━━━ Listed records ━━━

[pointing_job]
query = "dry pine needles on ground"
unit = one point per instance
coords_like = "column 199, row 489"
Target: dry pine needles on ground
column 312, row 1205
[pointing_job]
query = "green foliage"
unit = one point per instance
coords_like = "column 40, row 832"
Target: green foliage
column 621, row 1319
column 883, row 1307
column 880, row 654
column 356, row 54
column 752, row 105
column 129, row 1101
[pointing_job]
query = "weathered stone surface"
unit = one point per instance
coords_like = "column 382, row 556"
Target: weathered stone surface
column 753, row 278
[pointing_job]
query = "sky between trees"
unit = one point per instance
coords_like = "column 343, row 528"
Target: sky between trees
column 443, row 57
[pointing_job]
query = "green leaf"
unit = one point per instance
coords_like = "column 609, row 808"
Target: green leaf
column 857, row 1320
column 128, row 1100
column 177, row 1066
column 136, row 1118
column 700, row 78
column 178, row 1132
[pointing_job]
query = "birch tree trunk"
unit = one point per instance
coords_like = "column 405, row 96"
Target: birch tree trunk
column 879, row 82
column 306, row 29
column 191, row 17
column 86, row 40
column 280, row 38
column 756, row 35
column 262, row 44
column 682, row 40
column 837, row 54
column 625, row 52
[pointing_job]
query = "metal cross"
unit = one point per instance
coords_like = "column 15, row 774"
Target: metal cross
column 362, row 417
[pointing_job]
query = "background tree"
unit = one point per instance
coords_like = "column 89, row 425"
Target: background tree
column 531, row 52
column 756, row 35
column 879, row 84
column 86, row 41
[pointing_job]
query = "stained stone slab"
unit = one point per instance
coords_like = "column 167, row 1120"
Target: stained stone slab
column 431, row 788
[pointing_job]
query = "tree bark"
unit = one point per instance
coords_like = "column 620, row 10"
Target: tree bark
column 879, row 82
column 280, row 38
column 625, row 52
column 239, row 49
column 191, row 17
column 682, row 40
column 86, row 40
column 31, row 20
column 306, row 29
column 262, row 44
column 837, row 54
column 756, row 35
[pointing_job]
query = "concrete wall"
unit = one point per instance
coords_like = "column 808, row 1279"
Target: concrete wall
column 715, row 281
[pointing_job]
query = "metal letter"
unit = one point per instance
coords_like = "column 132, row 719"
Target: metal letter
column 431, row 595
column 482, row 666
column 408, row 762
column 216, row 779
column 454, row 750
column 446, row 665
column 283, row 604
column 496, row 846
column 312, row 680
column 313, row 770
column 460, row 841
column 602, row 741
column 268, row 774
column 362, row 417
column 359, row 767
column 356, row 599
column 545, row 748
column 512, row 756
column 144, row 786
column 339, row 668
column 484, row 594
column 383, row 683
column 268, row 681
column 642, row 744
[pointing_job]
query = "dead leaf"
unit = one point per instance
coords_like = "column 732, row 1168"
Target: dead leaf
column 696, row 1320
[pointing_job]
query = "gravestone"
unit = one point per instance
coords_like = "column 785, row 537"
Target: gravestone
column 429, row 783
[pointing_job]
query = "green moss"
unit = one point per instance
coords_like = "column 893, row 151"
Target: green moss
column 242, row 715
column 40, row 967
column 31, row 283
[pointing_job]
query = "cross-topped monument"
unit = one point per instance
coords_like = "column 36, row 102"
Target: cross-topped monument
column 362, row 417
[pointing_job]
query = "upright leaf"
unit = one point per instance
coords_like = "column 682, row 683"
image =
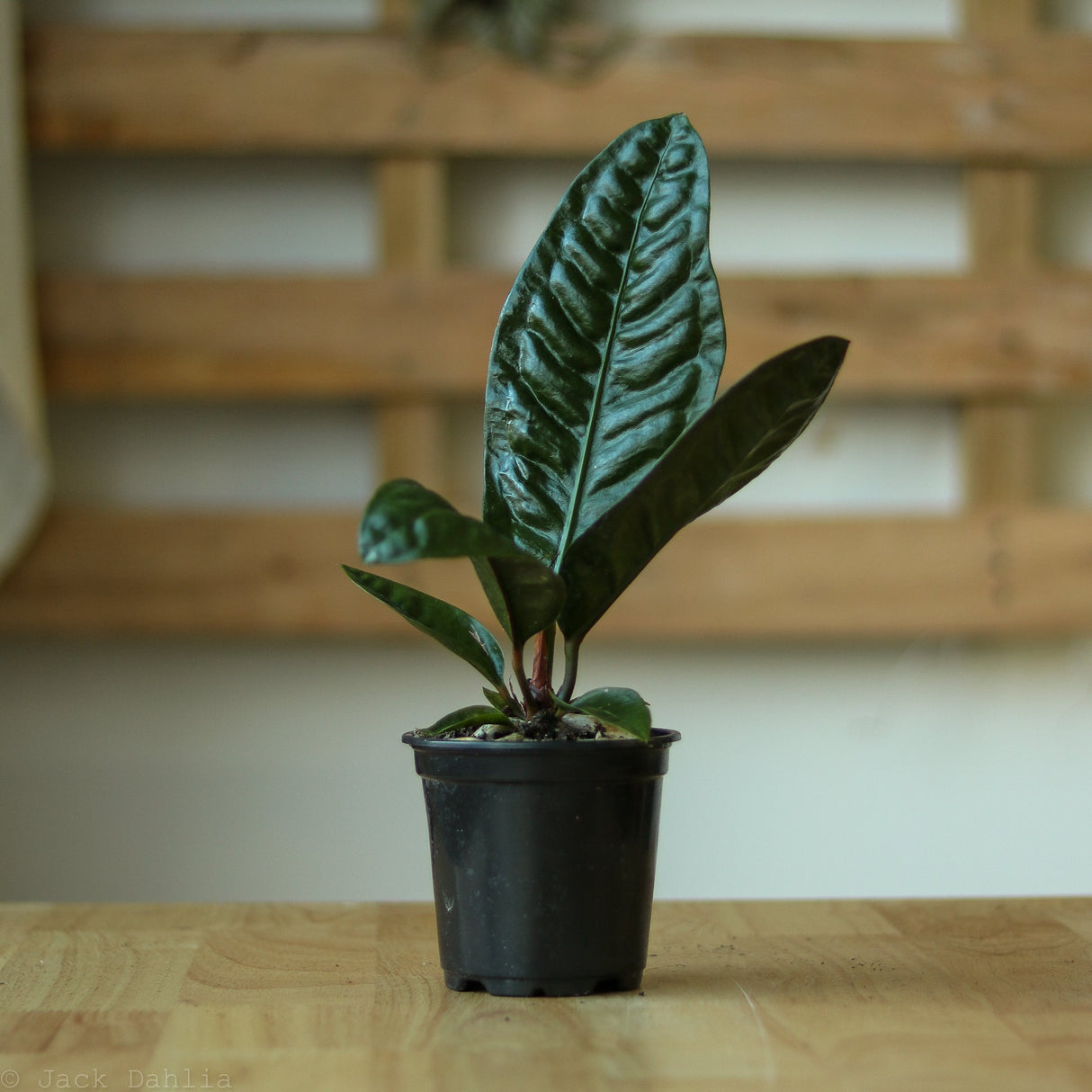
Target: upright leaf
column 736, row 439
column 454, row 629
column 407, row 522
column 610, row 345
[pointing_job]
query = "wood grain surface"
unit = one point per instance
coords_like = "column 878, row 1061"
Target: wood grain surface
column 999, row 98
column 808, row 996
column 986, row 573
column 110, row 336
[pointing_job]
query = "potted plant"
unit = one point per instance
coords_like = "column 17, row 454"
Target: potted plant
column 603, row 438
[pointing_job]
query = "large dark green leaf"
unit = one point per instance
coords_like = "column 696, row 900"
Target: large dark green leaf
column 739, row 435
column 407, row 522
column 617, row 707
column 610, row 345
column 454, row 629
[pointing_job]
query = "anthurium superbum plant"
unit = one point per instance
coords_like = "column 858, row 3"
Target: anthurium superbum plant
column 603, row 438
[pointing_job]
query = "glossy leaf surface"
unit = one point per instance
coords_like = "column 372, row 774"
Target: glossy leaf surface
column 407, row 522
column 738, row 438
column 453, row 628
column 468, row 716
column 619, row 708
column 611, row 342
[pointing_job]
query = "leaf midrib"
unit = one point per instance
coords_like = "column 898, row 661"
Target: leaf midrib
column 582, row 466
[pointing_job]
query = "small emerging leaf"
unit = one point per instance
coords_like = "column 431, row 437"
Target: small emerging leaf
column 470, row 715
column 498, row 701
column 454, row 629
column 407, row 522
column 618, row 708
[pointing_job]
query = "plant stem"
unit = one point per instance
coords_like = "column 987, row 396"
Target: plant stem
column 521, row 676
column 542, row 676
column 571, row 662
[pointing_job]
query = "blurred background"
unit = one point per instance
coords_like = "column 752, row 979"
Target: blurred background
column 220, row 751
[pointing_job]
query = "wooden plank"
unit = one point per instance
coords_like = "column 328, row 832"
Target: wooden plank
column 1014, row 100
column 329, row 337
column 999, row 434
column 1025, row 572
column 413, row 202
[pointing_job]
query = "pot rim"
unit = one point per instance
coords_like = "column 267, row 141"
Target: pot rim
column 661, row 738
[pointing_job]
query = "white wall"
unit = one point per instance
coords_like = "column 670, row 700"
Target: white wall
column 254, row 769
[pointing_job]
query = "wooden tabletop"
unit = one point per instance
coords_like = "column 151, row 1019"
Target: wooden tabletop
column 991, row 995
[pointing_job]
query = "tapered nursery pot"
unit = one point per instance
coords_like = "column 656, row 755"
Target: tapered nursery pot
column 542, row 861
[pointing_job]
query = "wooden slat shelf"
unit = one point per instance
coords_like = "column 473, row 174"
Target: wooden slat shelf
column 1005, row 101
column 997, row 98
column 362, row 337
column 989, row 573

━━━

→ Exercise: Reproduce all of the records above verbatim, omitting the pictures.

→ Exercise output:
[pointing_job]
query = "dry pine needles on ground"
unit = one point per instance
coords_like = "column 199, row 489"
Target: dry pine needles on ground
column 312, row 1205
[pointing_job]
query = "green foliage"
unit = one point per instance
coords_like = "column 40, row 832"
Target: green foliage
column 621, row 1319
column 883, row 1307
column 880, row 654
column 356, row 54
column 752, row 105
column 129, row 1101
[pointing_job]
query = "weathered stone surface"
unit = one point per instance
coords_like = "column 382, row 556"
Target: weathered stone surface
column 753, row 278
[pointing_job]
query = "sky between trees"
unit = one point per instance
coords_like = "column 343, row 528"
Target: sky between trees
column 443, row 57
[pointing_job]
query = "green leaf"
unit = one point per instance
coords_like = "column 609, row 808"
Target: green leaf
column 857, row 1320
column 128, row 1100
column 177, row 1066
column 136, row 1118
column 700, row 78
column 178, row 1132
[pointing_job]
query = "birch tree trunk"
unit = one point per instance
coords_like = "column 405, row 96"
Target: birch tree trunk
column 879, row 82
column 306, row 29
column 191, row 17
column 86, row 40
column 280, row 38
column 756, row 35
column 262, row 44
column 682, row 40
column 837, row 54
column 625, row 52
[pointing_job]
query = "metal cross"
unit = one point per instance
coords_like = "column 15, row 774"
Target: metal cross
column 362, row 417
[pointing_job]
query = "background tree"
unit = one point per instance
coords_like = "column 89, row 425"
Target: background tree
column 531, row 52
column 756, row 35
column 879, row 84
column 86, row 41
[pointing_job]
query = "stained stone slab"
unit = one point per instance
coords_like = "column 167, row 1120"
Target: stained stone slab
column 431, row 788
[pointing_job]
query = "tree bark"
unit = one point per instance
coords_like = "column 620, row 10"
Target: tree bark
column 879, row 82
column 280, row 38
column 625, row 52
column 239, row 49
column 191, row 17
column 682, row 40
column 86, row 40
column 31, row 20
column 306, row 29
column 262, row 44
column 837, row 54
column 756, row 35
[pointing_job]
query = "concrete wall"
unit = one point per instance
coords_like = "column 808, row 1279"
Target: concrete wall
column 715, row 281
[pointing_job]
query = "metal letter"
unit = one point per instance
coords_like = "column 132, row 719"
Target: metal letter
column 431, row 595
column 482, row 666
column 408, row 762
column 216, row 779
column 454, row 750
column 446, row 665
column 283, row 604
column 496, row 846
column 312, row 680
column 313, row 770
column 460, row 841
column 602, row 741
column 268, row 774
column 362, row 417
column 359, row 767
column 356, row 599
column 545, row 748
column 512, row 756
column 144, row 786
column 339, row 668
column 484, row 594
column 383, row 683
column 268, row 681
column 642, row 744
[pointing_job]
query = "dead leaf"
unit = one point per instance
coords_like = "column 732, row 1168"
Target: dead leaf
column 696, row 1320
[pointing_job]
query = "gravestone"
unit = one point per instance
coords_like = "column 785, row 537"
Target: gravestone
column 429, row 783
[pointing_job]
query = "green moss"
unit = one point per instance
coords_like = "column 893, row 151"
Target: green moss
column 242, row 715
column 40, row 967
column 31, row 283
[pointing_job]
query = "cross-topped monument"
unit = one point per instance
coords_like = "column 36, row 102"
Target: cross-topped monument
column 362, row 417
[pointing_job]
query = "upright leaf"
unit = one point per instance
coords_like = "column 682, row 683"
image =
Target: upright leaf
column 736, row 439
column 454, row 629
column 407, row 522
column 610, row 345
[pointing_job]
query = "wood grain surface"
unit = one point per instance
coords_like = "column 878, row 1061"
Target: wood grain surface
column 999, row 98
column 808, row 996
column 986, row 573
column 110, row 336
[pointing_job]
query = "potted plant"
unit = one point per instance
coords_like = "column 17, row 454"
Target: potted plant
column 603, row 438
[pointing_job]
query = "large dark green leaf"
unit = one point per instance
coords_like = "column 696, row 900"
Target: large dark green leaf
column 739, row 435
column 407, row 522
column 617, row 707
column 610, row 345
column 454, row 629
[pointing_job]
query = "anthurium superbum plant"
unit = one point per instance
coords_like = "column 858, row 3"
Target: anthurium superbum plant
column 603, row 438
[pointing_job]
query = "glossy leaf surface"
unit = one point per instance
coords_like = "column 372, row 774"
Target: glossy leaf surface
column 407, row 522
column 738, row 438
column 453, row 628
column 468, row 716
column 619, row 708
column 611, row 342
[pointing_job]
query = "leaf midrib"
unit = one point per instance
coords_like = "column 898, row 661"
Target: leaf midrib
column 582, row 466
[pointing_job]
query = "small emerging leaf"
unit = one point per instance
coords_like = "column 431, row 437"
Target: small emerging leaf
column 470, row 715
column 498, row 701
column 454, row 629
column 407, row 522
column 618, row 708
[pointing_job]
query = "plant stem"
unit = one point per instance
coords_like = "column 987, row 396"
Target: plant stem
column 521, row 676
column 542, row 676
column 571, row 662
[pointing_job]
query = "blurred background"
unit = one point per instance
coords_like = "column 752, row 979"
Target: blurred background
column 220, row 751
[pointing_job]
query = "wooden plank"
unit = one point per instance
coords_like = "column 328, row 832"
Target: wooden plank
column 1014, row 100
column 329, row 337
column 999, row 434
column 1025, row 572
column 413, row 202
[pointing_job]
query = "pot rim"
unit = one point per instance
coords_like = "column 267, row 141"
Target: pot rim
column 661, row 738
[pointing_job]
query = "white wall"
unit = one point per instance
coords_like = "column 670, row 700"
Target: white wall
column 254, row 769
[pointing_job]
query = "wooden tabletop"
unit = one point per instance
coords_like = "column 151, row 1019"
Target: wooden tabletop
column 991, row 995
[pointing_job]
query = "tapered nursery pot"
unit = one point per instance
coords_like = "column 656, row 755"
Target: tapered nursery pot
column 542, row 861
[pointing_job]
query = "wooden slat shelf"
unit = one point per instance
coords_like = "column 473, row 174"
Target: wooden slat shelf
column 1005, row 101
column 997, row 98
column 362, row 337
column 989, row 573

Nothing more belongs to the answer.